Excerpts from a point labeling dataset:
- - - -

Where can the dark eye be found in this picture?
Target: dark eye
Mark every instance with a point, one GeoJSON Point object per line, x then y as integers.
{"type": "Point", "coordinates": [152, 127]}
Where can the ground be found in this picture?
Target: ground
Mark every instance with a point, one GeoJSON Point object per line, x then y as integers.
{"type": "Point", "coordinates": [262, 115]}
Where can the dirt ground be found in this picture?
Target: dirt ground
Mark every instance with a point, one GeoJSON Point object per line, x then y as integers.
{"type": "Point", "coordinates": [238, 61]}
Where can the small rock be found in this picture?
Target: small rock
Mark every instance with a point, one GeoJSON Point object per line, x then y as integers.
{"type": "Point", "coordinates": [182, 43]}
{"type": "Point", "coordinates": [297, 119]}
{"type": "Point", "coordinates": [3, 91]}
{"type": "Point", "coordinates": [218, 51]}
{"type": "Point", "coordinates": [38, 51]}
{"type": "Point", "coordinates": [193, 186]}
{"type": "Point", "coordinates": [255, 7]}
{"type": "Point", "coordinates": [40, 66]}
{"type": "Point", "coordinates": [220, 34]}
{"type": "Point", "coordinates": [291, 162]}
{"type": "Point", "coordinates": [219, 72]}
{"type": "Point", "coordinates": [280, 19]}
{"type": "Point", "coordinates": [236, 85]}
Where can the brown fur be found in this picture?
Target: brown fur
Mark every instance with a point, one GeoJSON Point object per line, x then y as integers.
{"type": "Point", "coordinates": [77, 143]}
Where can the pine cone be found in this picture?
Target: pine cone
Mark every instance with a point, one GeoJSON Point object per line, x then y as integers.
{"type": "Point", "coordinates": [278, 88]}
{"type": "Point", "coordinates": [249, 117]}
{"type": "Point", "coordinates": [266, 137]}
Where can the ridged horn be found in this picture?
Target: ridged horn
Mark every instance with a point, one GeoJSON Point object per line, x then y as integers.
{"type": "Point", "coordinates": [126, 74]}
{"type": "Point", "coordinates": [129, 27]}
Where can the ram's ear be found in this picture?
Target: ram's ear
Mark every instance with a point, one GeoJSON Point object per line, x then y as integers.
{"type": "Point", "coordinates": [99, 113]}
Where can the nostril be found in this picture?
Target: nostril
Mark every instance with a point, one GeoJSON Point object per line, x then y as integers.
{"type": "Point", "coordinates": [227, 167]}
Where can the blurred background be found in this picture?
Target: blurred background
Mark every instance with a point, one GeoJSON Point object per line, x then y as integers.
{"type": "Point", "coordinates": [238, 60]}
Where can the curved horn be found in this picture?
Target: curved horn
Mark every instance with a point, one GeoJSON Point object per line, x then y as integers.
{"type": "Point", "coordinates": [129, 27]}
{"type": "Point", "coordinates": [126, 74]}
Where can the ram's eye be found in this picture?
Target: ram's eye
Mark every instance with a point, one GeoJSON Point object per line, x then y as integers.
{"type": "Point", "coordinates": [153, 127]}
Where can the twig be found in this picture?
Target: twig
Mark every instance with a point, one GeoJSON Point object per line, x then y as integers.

- - - -

## Task description
Put each line of the entries above into a numbered list, omitting any blank lines.

## Task result
1. Where can the dark eye be found in this picture?
2. Target: dark eye
3. Mark every instance with a point, one GeoJSON Point object per line, x then y as integers.
4. {"type": "Point", "coordinates": [152, 127]}
5. Where can the ground be found in this picture?
6. Target: ground
7. Mark every instance with a point, one GeoJSON Point object per line, x then y as integers.
8. {"type": "Point", "coordinates": [262, 115]}
9. Where can the dirt ground be found in this picture?
10. Target: dirt ground
11. Mark every instance with a point, one GeoJSON Point object per line, x then y as integers.
12. {"type": "Point", "coordinates": [238, 61]}
13. Where can the small rock be found in this picture?
14. Target: small rock
15. Mark every instance with a point, one GeoJSON Point object per line, x then y as integers.
16. {"type": "Point", "coordinates": [182, 43]}
17. {"type": "Point", "coordinates": [297, 119]}
18. {"type": "Point", "coordinates": [3, 91]}
19. {"type": "Point", "coordinates": [218, 51]}
20. {"type": "Point", "coordinates": [38, 51]}
21. {"type": "Point", "coordinates": [193, 186]}
22. {"type": "Point", "coordinates": [255, 7]}
23. {"type": "Point", "coordinates": [40, 66]}
24. {"type": "Point", "coordinates": [220, 34]}
25. {"type": "Point", "coordinates": [291, 162]}
26. {"type": "Point", "coordinates": [219, 72]}
27. {"type": "Point", "coordinates": [280, 19]}
28. {"type": "Point", "coordinates": [236, 85]}
29. Where can the brown fur be found in this picture?
30. Target: brown fur
31. Mark every instance with a point, one GeoJSON Point object per line, x then y as integers.
32. {"type": "Point", "coordinates": [77, 143]}
33. Where can the pine cone be found in this picture?
34. Target: pine cone
35. Mark every instance with a point, one GeoJSON Point object per line, x then y as integers.
36. {"type": "Point", "coordinates": [278, 88]}
37. {"type": "Point", "coordinates": [249, 117]}
38. {"type": "Point", "coordinates": [266, 137]}
39. Where can the ridged horn be found in this picture?
40. Target: ridged horn
41. Mark every instance with a point, one GeoJSON Point object per line, x then y as integers.
42. {"type": "Point", "coordinates": [126, 74]}
43. {"type": "Point", "coordinates": [129, 27]}
44. Where can the ram's ear be found in this picture?
45. Target: ram's ear
46. Mark every instance with a point, one GeoJSON Point object per line, x then y as integers.
47. {"type": "Point", "coordinates": [99, 113]}
48. Where can the nostril be found in this picture?
49. Target: nostril
50. Mark every instance with a point, one GeoJSON Point object per line, x then y as integers.
51. {"type": "Point", "coordinates": [227, 167]}
52. Where can the blurred background be found in this picture?
53. Target: blurred background
54. Mark every instance with a point, one GeoJSON Point object per line, x then y as integers.
55. {"type": "Point", "coordinates": [238, 60]}
56. Where can the curved horn be found in this picture?
57. Target: curved horn
58. Mark every instance with a point, one GeoJSON Point object per line, x then y as integers.
59. {"type": "Point", "coordinates": [129, 27]}
60. {"type": "Point", "coordinates": [126, 74]}
61. Where can the ram's eye be found in this picture?
62. Target: ram's eye
63. Mark every instance with a point, one GeoJSON Point object per line, x then y as integers.
64. {"type": "Point", "coordinates": [153, 127]}
65. Where can the twig be found in this picture?
66. Target: twig
67. Mark every instance with a point, one GeoJSON Point object per line, x then y as integers.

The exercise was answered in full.